:: Testo di riferimento ::
• • • • • • •
Tra gli interpreti attuali votati ad esplorare e a sondare le ultime conquiste contemporanee attraverso il clarinetto, José Daniel Cirigliano si distingue per una capacità indagatrice che lo spinge ai limiti della temerarietà, un termine questo che si adatta sia per la capacità di offrire territori musicali al limite dell’incomunicabilità, sia per le asperità tecniche che deve affrontare e risolvere nell’atto esecutivo in sé. Un esempio di questa duplice capacità viene ulteriormente confermata nel nuovo progetto discografico del clarinettista argentino, che per l’etichetta Da Vinci Classics ha registrato un CD dal titolo Clariloqui, nel quale presenta brani di dieci autori contemporanei, scritti tra il 1980 e il 2016, da eseguire con i vari strumenti appartenenti alla famiglia del clarinetto (soprano, doppio-clarinetto, basso, piccolo).

La cover del CD Da Vinci Classics con brani per clarinetto solo del repertorio contemporaneo.

Il denominatore comune di questi brani, che acquistano anche una valenza emissiva a dir poco esoterica, ellittica, è dato dal desiderio di Cirigliano di far comprendere come il suono può essere esplorato e percepito mediante uno strumento così mutevole e adattabile qual è il clarinetto, con il quale il nostro interprete si pone sempre al confine ultimo di ciò che può essere rappresentato e definito in termini fisici e tattili, al limite dell’escatologico acustico.

In questo nuovo disco, il primo autore affrontato è lo svedese Ingvar Natanael Lidholm (1921 - 2017), del quale presenta Amicizia (1980), pezzo suddiviso in quattro segmenti (Amabile, Drammatico, Scherzando, Amabile, quindi con una struttura che richiama gli stilemi di una sonata) e composto in omaggio a un suo collega, il musicologo Ingmar Bengtsson, in occasione del suo sessantesimo compleanno. Contraddistinto da un evidente lirismo emissivo (a detta di Piero Vincenti, che ha curato le note di accompagnamento, un lirismo che può essere accostato alle opere del danese Carl Nielsen, che scrisse alcune opere concertistiche e cameristiche dedicate al clarinetto), Amicizia è una sorta di richiamo mnemonico della giovinezza dello stesso autore, brandelli di reminiscenze strutturati su più piani, enunciati da repentini sbalzi di registro e di timbrica, un album di ricordi, ora sfogliato lentamente, ora con frenesia.

Il compositore e clarinettista americano William Overtone Smith (1926 - 2020).

Del compositore e clarinettista americano William Overtone Smith (1926 - 2020), Cirigliano presenta il brano in otto brevi tempi Epitaphs (1993), scritto per due clarinetti in si bemolle da suonare simultaneamente. Ogni tempo è preceduto da un epigramma (su testi di Anyte di Tegea, poetessa vissuta nell'antica Grecia) che dev’essere letto come introduzione. Questa composizione vuole rappresentare un inno, un tributo al culto dell’aulos o, per meglio dire, al cosiddetto δίαυλος, ossia il doppio aulos utilizzato anche nella tragedia greca. Il rapporto testo/suono è più che evidente, quasi un segmento programmatico che delimita temporalmente e spazialmente l’enunciato sonoro. Un esempio tipico della produzione del musicista statunitense, più avvezzo alla musica jazz, anche se sono note le sue sperimentazioni in ambito contemporaneo, visto che è stato uno di primissimi compositori a interessarsi alla musica elettronica, dedicandosi attivamente alla ricerca sul clarinetto amplificato.
• • • • • • •
:: Dati di partenza ::
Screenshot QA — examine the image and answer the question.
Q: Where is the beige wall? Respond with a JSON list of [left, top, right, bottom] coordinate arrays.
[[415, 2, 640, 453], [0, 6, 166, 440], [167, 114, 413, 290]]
• • • • • • •
:: Compiti da svolgere ::
- 1) Indica se ciascuna affermazione concorda con il testo sul disco Clariloqui. Per ognuna rispondi sì o no e cita fedelmente le parole del testo che lo stabiliscono.
(a) Nel CD Clariloqui Cirigliano presenta brani di dieci autori contemporanei.
(b) Lidholm compose Amicizia per il cinquantesimo compleanno di Ingmar Bengtsson.
(c) Epitaphs è scritto per due clarinetti in si bemolle da suonare uno dopo l'altro.
- 2) Ricopia fedelmente il passo del testo sul disco Clariloqui che va da "Il denominatore comune" fino a "limite dell’escatologico acustico." compreso.

:: Risposte ai compiti ::
- 1)
(a) Sì: "presenta brani di dieci autori contemporanei".
(b) No: "in occasione del suo sessantesimo compleanno".
(c) No: "scritto per due clarinetti in si bemolle da suonare simultaneamente".

- 2)
Il denominatore comune di questi brani, che acquistano anche una valenza emissiva a dir poco esoterica, ellittica, è dato dal desiderio di Cirigliano di far comprendere come il suono può essere esplorato e percepito mediante uno strumento così mutevole e adattabile qual è il clarinetto, con il quale il nostro interprete si pone sempre al confine ultimo di ciò che può essere rappresentato e definito in termini fisici e tattili, al limite dell’escatologico acustico.